» **MATERIALE DEL COMPITO**:
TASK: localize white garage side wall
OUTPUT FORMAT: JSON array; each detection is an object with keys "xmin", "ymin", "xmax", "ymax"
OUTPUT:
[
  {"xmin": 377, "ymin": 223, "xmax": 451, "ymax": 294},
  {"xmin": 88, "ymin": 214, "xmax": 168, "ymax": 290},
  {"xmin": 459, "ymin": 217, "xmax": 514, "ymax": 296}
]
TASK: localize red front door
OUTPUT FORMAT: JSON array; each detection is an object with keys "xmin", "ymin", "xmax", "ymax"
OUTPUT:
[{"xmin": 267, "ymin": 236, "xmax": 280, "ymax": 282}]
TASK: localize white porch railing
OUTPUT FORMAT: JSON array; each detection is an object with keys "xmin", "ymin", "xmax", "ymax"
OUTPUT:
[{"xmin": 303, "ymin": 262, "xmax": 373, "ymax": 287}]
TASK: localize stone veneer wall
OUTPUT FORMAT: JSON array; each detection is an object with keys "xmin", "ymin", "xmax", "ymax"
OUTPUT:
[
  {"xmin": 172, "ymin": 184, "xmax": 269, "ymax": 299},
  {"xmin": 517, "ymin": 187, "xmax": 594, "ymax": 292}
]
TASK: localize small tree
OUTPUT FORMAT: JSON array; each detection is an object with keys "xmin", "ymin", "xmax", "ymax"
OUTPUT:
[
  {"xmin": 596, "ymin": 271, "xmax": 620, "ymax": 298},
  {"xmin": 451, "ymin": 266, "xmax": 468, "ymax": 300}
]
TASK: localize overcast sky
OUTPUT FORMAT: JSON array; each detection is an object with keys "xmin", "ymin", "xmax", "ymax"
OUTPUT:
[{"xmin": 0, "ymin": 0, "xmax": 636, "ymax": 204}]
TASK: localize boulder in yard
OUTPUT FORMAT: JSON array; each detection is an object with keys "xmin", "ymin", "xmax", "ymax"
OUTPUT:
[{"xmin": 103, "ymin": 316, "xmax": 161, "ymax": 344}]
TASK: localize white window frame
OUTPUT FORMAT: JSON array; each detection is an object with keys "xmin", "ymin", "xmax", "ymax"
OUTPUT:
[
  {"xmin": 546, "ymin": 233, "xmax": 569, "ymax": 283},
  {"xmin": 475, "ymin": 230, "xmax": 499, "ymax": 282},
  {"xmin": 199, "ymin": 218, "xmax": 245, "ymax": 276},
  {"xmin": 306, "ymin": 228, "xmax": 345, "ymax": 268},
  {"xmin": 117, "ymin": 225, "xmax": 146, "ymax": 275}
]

» **COMPITO DA SVOLGERE**: Trascrivi senza alcuna modifica le righe delle voci qui sopra, a partire da quella che contiene "TASK: localize white porch railing" fino all'ultima riga delle voci, entrambe comprese.

» **SOLUZIONE DEL COMPITO**:
TASK: localize white porch railing
OUTPUT FORMAT: JSON array; each detection is an object with keys "xmin", "ymin", "xmax", "ymax"
OUTPUT:
[{"xmin": 303, "ymin": 262, "xmax": 373, "ymax": 287}]
TASK: localize stone veneer wall
OUTPUT FORMAT: JSON array; each detection is an object with keys "xmin", "ymin", "xmax", "ymax"
OUTPUT:
[
  {"xmin": 172, "ymin": 184, "xmax": 269, "ymax": 299},
  {"xmin": 517, "ymin": 187, "xmax": 594, "ymax": 292}
]
TASK: localize small tree
OUTPUT FORMAT: JSON array; each detection is an object with keys "xmin", "ymin", "xmax", "ymax"
OUTPUT:
[
  {"xmin": 596, "ymin": 271, "xmax": 620, "ymax": 298},
  {"xmin": 451, "ymin": 266, "xmax": 468, "ymax": 300}
]
TASK: localize overcast sky
OUTPUT FORMAT: JSON array; each detection is an object with keys "xmin", "ymin", "xmax", "ymax"
OUTPUT:
[{"xmin": 0, "ymin": 0, "xmax": 636, "ymax": 204}]
TASK: localize boulder in yard
OUTPUT FORMAT: JSON array; each detection is an object with keys "xmin", "ymin", "xmax", "ymax"
OUTPUT:
[{"xmin": 103, "ymin": 316, "xmax": 161, "ymax": 344}]
TASK: localize white window frame
OUTPUT FORMAT: JSON array; each detection is an object with keys "xmin", "ymin", "xmax", "ymax"
OUTPUT:
[
  {"xmin": 546, "ymin": 233, "xmax": 569, "ymax": 283},
  {"xmin": 475, "ymin": 230, "xmax": 499, "ymax": 282},
  {"xmin": 199, "ymin": 218, "xmax": 245, "ymax": 276},
  {"xmin": 306, "ymin": 228, "xmax": 345, "ymax": 268},
  {"xmin": 117, "ymin": 225, "xmax": 146, "ymax": 275}
]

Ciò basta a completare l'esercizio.